Update the "Man and the Moon" episode summary by rewriting it from the words "- Episode no.: Season" through the words "animator Ward Kimball.", with "Dec. 28, 1955" in place of "December 28, 1955".

> [Selected excerpt]:
-- Start --

- Episode no.: Season 2 Episode 14
- Directed by: Ward Kimball
- Original air date: December 28, 1955

= Man and the Moon =

"Man and the Moon" is an episode of Disneyland, which originally aired on December 28, 1955. It was directed by Disney animator Ward Kimball.

The show begins with a humorous look with a man's fascination with the Moon through animation. This segment features characteristics of the Moon depicted from William Shakespeare and children's nursery rhymes to lunar superstitions and scientific research. Then Kimball comes on with some information on the Moon, supplemented by graphics. Kimball then introduces Dr. Wernher von Braun, who discusses plans for a trip around the Moon. Dr. Wernher von Braun was employed as a technical consultant on this film by Walt Disney, and on a number of other Disney films. He had a great knowledge of rockets, as he had helped to develop the V-2 rocket while working for Nazi Germany.

-- End --

> [Supplied entries]:
-- Start --

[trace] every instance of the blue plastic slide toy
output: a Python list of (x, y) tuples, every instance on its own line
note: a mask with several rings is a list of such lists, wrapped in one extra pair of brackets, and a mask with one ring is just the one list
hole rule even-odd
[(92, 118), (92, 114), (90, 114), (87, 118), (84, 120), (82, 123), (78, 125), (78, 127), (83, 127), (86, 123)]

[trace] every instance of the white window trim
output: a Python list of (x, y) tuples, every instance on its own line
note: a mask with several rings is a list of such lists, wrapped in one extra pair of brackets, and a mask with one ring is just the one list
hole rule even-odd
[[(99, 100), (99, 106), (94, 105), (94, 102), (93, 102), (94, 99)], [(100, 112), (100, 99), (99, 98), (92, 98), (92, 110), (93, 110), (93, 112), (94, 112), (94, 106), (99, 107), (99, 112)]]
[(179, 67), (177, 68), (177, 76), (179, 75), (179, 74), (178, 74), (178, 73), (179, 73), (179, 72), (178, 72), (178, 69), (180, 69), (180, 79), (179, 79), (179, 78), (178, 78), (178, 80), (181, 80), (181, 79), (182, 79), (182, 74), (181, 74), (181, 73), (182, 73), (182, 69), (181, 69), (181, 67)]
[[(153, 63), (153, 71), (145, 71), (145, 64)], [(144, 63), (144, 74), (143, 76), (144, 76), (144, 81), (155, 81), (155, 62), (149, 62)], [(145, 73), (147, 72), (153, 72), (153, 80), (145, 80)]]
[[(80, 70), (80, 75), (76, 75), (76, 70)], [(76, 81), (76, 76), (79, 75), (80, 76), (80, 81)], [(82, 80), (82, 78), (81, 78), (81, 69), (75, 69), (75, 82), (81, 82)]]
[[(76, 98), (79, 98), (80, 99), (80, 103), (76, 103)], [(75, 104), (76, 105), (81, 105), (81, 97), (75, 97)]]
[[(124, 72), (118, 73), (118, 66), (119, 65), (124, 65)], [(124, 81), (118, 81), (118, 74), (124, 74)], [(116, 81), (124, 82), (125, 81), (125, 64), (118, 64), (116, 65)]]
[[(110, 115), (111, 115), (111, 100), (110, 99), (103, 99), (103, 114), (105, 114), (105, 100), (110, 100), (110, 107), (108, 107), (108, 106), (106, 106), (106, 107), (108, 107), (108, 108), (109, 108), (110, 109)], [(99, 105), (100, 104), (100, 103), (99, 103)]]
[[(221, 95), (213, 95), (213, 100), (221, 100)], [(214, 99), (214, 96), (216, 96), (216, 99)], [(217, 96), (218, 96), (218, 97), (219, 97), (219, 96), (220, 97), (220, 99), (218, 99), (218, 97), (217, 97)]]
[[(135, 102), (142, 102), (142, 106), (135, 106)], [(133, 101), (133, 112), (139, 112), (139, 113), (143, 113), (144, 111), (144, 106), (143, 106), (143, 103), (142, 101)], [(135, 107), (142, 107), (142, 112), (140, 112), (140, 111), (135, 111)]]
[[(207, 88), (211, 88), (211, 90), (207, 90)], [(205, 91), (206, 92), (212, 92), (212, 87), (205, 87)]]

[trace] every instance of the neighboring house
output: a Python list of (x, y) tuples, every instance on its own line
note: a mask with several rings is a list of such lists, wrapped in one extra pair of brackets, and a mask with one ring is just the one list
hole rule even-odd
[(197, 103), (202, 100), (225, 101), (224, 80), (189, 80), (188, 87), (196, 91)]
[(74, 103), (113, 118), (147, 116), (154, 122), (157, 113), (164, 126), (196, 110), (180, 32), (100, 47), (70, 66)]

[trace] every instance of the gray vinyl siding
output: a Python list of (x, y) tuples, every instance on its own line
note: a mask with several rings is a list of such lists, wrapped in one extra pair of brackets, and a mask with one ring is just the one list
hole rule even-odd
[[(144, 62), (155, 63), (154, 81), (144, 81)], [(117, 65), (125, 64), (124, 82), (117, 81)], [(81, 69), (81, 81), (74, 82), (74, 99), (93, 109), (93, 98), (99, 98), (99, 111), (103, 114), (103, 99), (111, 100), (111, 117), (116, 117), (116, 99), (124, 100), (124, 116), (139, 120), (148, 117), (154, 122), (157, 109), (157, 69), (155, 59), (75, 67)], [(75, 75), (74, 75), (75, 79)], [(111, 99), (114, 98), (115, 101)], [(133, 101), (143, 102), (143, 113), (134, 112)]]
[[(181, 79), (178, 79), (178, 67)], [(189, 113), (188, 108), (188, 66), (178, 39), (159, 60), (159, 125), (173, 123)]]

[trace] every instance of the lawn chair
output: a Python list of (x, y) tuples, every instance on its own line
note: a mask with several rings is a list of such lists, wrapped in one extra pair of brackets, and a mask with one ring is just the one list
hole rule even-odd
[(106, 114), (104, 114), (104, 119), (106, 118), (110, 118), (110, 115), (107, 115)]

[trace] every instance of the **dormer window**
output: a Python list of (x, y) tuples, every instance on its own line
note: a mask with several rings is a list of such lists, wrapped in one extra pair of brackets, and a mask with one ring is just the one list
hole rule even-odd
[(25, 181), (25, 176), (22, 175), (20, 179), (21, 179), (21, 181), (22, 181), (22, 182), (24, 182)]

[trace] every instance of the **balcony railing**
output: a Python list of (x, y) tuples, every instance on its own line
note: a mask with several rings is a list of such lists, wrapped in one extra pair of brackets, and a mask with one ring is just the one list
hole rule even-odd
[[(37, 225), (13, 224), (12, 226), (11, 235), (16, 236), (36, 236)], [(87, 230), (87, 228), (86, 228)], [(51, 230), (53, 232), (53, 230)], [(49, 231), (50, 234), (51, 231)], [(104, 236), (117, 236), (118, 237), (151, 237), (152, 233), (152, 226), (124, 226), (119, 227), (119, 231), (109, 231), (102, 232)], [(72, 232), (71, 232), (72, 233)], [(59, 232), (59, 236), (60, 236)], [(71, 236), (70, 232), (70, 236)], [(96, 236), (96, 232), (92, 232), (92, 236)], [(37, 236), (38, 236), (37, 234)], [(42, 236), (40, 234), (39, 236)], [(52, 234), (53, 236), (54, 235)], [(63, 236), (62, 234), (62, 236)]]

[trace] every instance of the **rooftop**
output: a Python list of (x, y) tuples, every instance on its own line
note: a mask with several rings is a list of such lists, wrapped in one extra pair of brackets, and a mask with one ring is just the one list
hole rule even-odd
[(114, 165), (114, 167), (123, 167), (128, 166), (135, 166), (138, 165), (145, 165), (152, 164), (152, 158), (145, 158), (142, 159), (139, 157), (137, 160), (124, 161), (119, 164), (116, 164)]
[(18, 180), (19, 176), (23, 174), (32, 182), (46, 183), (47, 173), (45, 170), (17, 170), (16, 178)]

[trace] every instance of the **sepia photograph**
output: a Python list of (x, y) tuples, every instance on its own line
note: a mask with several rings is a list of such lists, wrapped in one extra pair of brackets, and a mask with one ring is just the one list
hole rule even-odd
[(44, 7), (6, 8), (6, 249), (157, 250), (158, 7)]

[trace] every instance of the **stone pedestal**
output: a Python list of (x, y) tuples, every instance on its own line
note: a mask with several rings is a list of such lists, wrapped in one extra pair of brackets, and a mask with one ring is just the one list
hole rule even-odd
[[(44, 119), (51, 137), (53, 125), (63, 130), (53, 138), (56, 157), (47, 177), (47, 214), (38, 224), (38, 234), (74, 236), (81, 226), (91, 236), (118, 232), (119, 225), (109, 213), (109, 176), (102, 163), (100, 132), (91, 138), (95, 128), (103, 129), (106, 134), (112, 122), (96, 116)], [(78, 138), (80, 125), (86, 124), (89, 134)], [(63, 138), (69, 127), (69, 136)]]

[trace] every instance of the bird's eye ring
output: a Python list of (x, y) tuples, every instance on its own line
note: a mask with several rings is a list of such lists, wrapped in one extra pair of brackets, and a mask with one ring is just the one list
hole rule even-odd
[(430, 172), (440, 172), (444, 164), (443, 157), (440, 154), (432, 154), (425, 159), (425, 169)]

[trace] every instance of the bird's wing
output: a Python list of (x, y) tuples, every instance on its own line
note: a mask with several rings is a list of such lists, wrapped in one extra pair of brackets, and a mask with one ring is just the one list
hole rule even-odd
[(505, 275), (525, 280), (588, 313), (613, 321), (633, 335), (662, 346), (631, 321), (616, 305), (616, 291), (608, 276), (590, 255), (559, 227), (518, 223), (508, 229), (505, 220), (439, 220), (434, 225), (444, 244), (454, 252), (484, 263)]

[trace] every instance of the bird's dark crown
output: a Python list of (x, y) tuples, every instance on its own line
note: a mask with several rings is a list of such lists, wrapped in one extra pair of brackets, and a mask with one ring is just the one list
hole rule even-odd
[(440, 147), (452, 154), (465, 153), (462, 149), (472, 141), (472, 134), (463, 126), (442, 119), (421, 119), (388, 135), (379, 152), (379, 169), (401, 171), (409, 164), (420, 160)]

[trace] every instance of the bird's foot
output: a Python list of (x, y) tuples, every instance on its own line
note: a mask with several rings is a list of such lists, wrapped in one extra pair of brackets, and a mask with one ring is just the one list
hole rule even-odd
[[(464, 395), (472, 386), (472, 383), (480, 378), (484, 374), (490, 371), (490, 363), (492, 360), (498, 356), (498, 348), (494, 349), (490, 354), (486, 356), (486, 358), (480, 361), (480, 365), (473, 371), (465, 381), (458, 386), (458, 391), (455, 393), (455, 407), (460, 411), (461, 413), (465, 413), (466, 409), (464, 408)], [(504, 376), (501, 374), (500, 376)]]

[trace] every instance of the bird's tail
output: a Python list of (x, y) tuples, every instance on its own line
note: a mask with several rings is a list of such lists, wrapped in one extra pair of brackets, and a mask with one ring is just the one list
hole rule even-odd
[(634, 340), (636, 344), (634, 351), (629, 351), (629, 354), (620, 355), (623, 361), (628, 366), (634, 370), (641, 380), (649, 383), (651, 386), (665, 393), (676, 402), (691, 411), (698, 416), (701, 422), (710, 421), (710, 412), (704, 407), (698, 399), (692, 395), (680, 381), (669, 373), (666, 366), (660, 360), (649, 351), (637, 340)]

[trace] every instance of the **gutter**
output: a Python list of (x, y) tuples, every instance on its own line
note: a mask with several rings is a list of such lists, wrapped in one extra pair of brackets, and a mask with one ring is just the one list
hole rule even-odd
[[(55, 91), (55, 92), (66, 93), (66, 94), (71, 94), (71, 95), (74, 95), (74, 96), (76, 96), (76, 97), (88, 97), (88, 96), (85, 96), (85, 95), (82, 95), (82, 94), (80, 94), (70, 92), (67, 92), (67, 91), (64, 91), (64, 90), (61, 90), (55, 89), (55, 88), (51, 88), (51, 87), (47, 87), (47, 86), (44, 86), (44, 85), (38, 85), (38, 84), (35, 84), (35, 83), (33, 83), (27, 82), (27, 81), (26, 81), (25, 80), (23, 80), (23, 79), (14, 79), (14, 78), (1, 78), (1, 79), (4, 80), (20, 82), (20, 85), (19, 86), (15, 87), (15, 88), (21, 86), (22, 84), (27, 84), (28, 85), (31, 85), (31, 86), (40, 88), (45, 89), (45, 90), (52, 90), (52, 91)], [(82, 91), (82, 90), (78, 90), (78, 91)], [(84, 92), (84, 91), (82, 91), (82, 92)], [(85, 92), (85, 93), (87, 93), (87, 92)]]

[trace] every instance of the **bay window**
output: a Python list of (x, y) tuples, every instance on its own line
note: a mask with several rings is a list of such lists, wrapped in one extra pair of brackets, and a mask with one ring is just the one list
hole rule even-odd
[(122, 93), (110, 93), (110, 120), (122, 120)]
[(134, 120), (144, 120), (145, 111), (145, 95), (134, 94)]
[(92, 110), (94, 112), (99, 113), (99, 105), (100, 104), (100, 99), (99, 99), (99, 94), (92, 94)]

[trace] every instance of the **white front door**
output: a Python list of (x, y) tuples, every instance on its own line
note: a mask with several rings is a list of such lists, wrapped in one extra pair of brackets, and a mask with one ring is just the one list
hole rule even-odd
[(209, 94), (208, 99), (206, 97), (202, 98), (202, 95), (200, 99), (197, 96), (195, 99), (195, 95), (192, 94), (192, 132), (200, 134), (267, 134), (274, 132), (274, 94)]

-- End --

> [Result of this task]:
- Episode no.: Season 2 Episode 14
- Directed by: Ward Kimball
- Original air date: Dec. 28, 1955

= Man and the Moon =

"Man and the Moon" is an episode of Disneyland, which originally aired on Dec. 28, 1955. It was directed by Disney animator Ward Kimball.